/---
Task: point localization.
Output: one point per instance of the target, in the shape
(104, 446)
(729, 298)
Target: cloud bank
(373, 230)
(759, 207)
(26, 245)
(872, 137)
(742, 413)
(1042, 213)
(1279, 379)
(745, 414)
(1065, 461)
\---
Could you write out all of the material above line for line, with every character kept the same?

Task: point localization.
Output: one point per instance of the target, in the shape
(104, 446)
(729, 298)
Target: cloud bank
(373, 230)
(759, 207)
(26, 245)
(872, 137)
(742, 413)
(1042, 213)
(1279, 379)
(745, 414)
(1065, 461)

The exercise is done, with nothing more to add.